§ WHAT YOU HAVE TO DO: Write every record out again exactly as given.

§ TASK INPUTS:

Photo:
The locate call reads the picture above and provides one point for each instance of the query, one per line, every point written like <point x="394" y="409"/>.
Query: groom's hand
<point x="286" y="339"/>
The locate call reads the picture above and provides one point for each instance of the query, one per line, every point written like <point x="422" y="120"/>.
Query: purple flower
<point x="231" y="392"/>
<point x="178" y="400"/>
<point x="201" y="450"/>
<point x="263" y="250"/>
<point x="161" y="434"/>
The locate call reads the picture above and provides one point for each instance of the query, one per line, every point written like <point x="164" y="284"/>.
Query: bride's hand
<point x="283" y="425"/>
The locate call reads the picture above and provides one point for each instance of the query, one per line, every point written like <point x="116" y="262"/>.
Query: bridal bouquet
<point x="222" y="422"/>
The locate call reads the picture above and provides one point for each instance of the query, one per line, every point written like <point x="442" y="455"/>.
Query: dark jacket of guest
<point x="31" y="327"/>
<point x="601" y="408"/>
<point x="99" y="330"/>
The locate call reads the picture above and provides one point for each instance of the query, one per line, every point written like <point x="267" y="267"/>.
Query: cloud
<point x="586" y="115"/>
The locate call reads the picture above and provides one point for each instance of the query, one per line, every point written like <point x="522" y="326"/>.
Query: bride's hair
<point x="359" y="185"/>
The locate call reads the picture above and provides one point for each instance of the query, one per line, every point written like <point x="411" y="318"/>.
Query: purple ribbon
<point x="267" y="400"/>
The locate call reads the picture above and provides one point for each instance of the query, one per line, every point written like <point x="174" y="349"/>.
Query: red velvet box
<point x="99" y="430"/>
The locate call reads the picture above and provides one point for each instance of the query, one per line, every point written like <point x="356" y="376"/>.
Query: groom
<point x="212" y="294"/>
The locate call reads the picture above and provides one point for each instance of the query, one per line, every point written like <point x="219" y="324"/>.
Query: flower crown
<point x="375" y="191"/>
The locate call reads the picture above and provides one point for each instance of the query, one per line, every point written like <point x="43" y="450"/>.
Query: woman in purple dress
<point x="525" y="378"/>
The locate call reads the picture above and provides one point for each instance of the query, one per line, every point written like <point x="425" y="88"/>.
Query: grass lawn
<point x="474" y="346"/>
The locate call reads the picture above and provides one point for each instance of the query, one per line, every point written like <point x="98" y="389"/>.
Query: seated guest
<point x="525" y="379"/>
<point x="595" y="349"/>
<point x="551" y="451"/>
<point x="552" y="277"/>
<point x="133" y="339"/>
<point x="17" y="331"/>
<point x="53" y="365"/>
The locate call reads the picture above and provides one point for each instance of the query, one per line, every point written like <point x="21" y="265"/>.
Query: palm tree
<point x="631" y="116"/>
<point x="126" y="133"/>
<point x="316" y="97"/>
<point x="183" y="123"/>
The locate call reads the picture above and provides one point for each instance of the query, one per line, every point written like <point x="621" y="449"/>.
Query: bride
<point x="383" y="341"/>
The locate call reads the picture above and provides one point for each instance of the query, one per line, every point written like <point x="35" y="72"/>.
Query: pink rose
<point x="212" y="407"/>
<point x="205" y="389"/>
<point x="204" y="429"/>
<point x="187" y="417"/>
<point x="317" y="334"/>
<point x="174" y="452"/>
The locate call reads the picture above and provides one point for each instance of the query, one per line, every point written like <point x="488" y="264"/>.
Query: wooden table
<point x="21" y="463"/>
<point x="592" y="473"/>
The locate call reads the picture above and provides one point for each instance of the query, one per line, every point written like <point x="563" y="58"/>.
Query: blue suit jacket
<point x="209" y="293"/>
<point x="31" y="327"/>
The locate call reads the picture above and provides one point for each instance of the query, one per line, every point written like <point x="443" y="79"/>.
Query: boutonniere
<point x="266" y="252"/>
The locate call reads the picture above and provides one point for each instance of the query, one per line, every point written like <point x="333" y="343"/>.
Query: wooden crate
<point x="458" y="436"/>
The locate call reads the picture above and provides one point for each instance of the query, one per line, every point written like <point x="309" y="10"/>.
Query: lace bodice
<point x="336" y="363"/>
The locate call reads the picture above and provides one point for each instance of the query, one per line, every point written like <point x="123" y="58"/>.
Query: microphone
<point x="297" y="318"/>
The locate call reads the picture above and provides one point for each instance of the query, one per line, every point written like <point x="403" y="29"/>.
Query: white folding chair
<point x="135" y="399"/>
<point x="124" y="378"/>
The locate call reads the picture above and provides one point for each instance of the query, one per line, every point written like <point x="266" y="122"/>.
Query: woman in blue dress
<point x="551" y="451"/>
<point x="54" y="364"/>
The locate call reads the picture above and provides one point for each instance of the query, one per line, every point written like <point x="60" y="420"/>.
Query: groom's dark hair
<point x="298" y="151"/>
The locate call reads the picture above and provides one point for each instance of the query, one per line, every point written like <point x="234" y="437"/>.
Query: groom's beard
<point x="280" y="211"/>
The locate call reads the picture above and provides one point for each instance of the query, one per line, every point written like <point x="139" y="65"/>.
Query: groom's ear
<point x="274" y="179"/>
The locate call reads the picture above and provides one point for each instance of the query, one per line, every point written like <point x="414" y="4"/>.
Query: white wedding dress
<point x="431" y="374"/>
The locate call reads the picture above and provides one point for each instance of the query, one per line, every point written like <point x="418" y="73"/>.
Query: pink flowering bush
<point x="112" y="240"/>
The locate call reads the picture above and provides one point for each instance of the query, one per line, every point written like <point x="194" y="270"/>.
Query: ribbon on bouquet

§ CORRECT OUTPUT:
Photo:
The locate call reads the picture above and provides one point for each instance of the query, one per line, every point written like <point x="394" y="409"/>.
Query: groom's hand
<point x="286" y="339"/>
The locate call reads the picture above and provides one point for each instance of the query, one per line, every point written like <point x="422" y="120"/>.
Query: purple flower
<point x="231" y="392"/>
<point x="178" y="400"/>
<point x="201" y="450"/>
<point x="263" y="250"/>
<point x="161" y="434"/>
The locate call reads the picture above and provides one point for each instance of the query, one per line, every point written like <point x="164" y="284"/>.
Query: bride's hand
<point x="283" y="425"/>
The locate call reads the picture above and provides one point for each instance of the query, one per line, every point written like <point x="116" y="262"/>.
Query: bridal bouquet
<point x="222" y="422"/>
The locate call reads the picture above and provides one point for each instance of the query, one per line, every point written like <point x="442" y="455"/>.
Query: dark jacket of guest
<point x="31" y="327"/>
<point x="601" y="408"/>
<point x="99" y="330"/>
The locate call reads the picture above and provides one point for each instance of the query, one per line, every point written like <point x="267" y="267"/>.
Query: cloud
<point x="586" y="115"/>
The locate call reads the picture above and provides one point for each instance of the query, one per line, every point written like <point x="522" y="326"/>.
Query: bride's hair
<point x="359" y="185"/>
The locate call reads the picture above and provides one point for each instance of the query, one per line, every point written like <point x="411" y="318"/>.
Query: purple ribbon
<point x="267" y="400"/>
The locate call reads the picture above and provides one point for each instance of the query, one per line, every point written like <point x="174" y="349"/>.
Query: red velvet box
<point x="99" y="430"/>
The locate call reads the picture above and provides one point for each instance of the query, one per line, every point written like <point x="356" y="376"/>.
Query: groom
<point x="212" y="294"/>
The locate call reads the picture above and provides one point for each instance of the query, one per line, every point written like <point x="219" y="324"/>.
Query: flower crown
<point x="375" y="191"/>
The locate call reads the picture above and provides one point for each instance of the query, one per line, every point written like <point x="43" y="450"/>.
Query: woman in purple dress
<point x="525" y="378"/>
The locate call reads the picture above and provides one point for each instance of the query, one per line, every point written like <point x="425" y="88"/>.
Query: grass lawn
<point x="474" y="346"/>
The locate call reads the picture above and provides one point for each instance of the query, one per line, every point written like <point x="98" y="389"/>.
Query: seated guest
<point x="525" y="379"/>
<point x="595" y="349"/>
<point x="551" y="451"/>
<point x="552" y="277"/>
<point x="133" y="339"/>
<point x="17" y="331"/>
<point x="53" y="365"/>
The locate call reads the picture above and provides one point for each instance of the query, one per line, every point written like <point x="21" y="265"/>.
Query: palm tree
<point x="631" y="116"/>
<point x="126" y="133"/>
<point x="316" y="97"/>
<point x="183" y="123"/>
The locate call reads the picture above and provides one point for each instance of the query, one per line, every point written like <point x="621" y="449"/>.
Query: bride
<point x="383" y="341"/>
The locate call reads the picture above and provides one point for each instance of the query, one per line, every point written like <point x="35" y="72"/>.
Query: pink rose
<point x="212" y="407"/>
<point x="205" y="389"/>
<point x="204" y="429"/>
<point x="187" y="417"/>
<point x="317" y="334"/>
<point x="174" y="452"/>
The locate call reads the picture above and provides one point for each instance of the query, one per line, every point written like <point x="488" y="264"/>.
Query: wooden table
<point x="21" y="463"/>
<point x="592" y="473"/>
The locate call reads the picture above and provides one point for each instance of the query, one per line, every point written like <point x="563" y="58"/>.
Query: blue suit jacket
<point x="209" y="293"/>
<point x="31" y="327"/>
The locate call reads the picture above and provides one point for each instance of the query, one per line, every point written like <point x="443" y="79"/>.
Query: boutonniere
<point x="266" y="252"/>
The locate call reads the picture above and provides one point for each instance of the query, one per line, every point written like <point x="333" y="343"/>.
Query: wooden crate
<point x="458" y="436"/>
The locate call reads the picture above and provides one point for each instance of the query, one per line, every point written like <point x="309" y="10"/>.
Query: lace bodice
<point x="336" y="363"/>
The locate call reads the picture above and provides one point for each instance of the query, one per line, every point written like <point x="123" y="58"/>.
Query: microphone
<point x="297" y="318"/>
The locate call reads the picture above and provides one point for each instance of the query, one per line, every point written like <point x="403" y="29"/>.
Query: white folding chair
<point x="135" y="399"/>
<point x="124" y="378"/>
The locate call reads the picture above and provides one point for each instance of the query, one per line, every point written like <point x="266" y="122"/>.
Query: woman in blue dress
<point x="551" y="451"/>
<point x="54" y="364"/>
The locate call reads the picture above and provides one point for each instance of the query, one per line, every point written like <point x="60" y="420"/>.
Query: groom's dark hair
<point x="298" y="151"/>
The locate call reads the picture above and provides one point for each instance of the query, one per line, every point written like <point x="234" y="437"/>.
Query: groom's beard
<point x="280" y="211"/>
The locate call reads the picture above and provides one point for each instance of the query, one per line, every point written like <point x="139" y="65"/>.
Query: groom's ear
<point x="274" y="179"/>
The locate call reads the picture above and provides one point for each instance of the query, one per line, every point written like <point x="414" y="4"/>.
Query: white wedding dress
<point x="431" y="374"/>
The locate call reads the picture above and provides one point for each instance of the query, one per line, every point written like <point x="418" y="73"/>.
Query: pink flowering bush
<point x="112" y="240"/>
The locate call reads the picture above and provides one point for each instance of the query, one per line, every point written like <point x="194" y="270"/>.
Query: ribbon on bouquet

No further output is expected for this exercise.